(Dataset rows on where objects appear)
════════

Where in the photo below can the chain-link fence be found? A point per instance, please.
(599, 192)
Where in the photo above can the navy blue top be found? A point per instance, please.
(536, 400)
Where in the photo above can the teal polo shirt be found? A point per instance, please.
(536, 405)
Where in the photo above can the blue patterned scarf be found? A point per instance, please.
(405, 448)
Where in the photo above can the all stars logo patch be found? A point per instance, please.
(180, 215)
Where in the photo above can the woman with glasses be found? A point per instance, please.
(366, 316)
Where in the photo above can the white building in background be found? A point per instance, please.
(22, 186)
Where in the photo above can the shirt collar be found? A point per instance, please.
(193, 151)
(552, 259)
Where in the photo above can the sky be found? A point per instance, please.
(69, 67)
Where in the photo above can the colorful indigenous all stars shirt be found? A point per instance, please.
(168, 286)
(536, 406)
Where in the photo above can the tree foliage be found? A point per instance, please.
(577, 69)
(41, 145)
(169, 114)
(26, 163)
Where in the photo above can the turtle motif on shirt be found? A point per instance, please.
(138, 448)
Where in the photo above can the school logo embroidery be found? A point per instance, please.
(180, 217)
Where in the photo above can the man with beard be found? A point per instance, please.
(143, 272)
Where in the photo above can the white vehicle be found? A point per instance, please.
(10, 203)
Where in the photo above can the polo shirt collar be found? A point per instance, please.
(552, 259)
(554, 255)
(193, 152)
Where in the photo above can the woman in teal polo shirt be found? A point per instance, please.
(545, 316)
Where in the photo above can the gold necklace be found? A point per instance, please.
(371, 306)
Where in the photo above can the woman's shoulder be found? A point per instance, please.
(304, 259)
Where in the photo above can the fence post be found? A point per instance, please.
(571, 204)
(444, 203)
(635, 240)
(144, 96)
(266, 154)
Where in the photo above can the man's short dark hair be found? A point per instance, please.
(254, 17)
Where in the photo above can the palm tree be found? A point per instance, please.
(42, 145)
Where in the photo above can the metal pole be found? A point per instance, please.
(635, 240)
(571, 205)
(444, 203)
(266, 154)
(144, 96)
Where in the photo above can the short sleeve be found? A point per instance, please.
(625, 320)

════════

> [OBJECTIVE] Substitute "steel pole" for "metal pole" in the rows from the line containing "Where in the photo above can the polo" through the last row, inclusive. Give only those lines again, with nothing else changed.

> [CORRECT ANSWER]
Where in the photo above can the polo shirt collar be found? A point per instance, please.
(552, 259)
(554, 255)
(193, 152)
Where in the photo above can the woman in teal polo shirt be found? A point per instance, please.
(545, 316)
Where in the photo above can the gold necklace be found? A point per instance, please.
(371, 306)
Where in the photo above can the woman's shoulder be found? A point per instance, please.
(304, 259)
Where in the photo above can the fence post be found? A point per instance, please.
(571, 204)
(444, 203)
(635, 240)
(144, 96)
(266, 154)
Where in the photo above can the man's short dark hair be found? A point per instance, please.
(254, 17)
Where in the photo above can the palm tree be found? A point per instance, please.
(42, 145)
Where in the photo above can the steel pole be found? A point per instance, please.
(635, 240)
(571, 205)
(444, 203)
(266, 154)
(144, 96)
Where in the photo above can the short sleeve be found? A point per instance, please.
(625, 320)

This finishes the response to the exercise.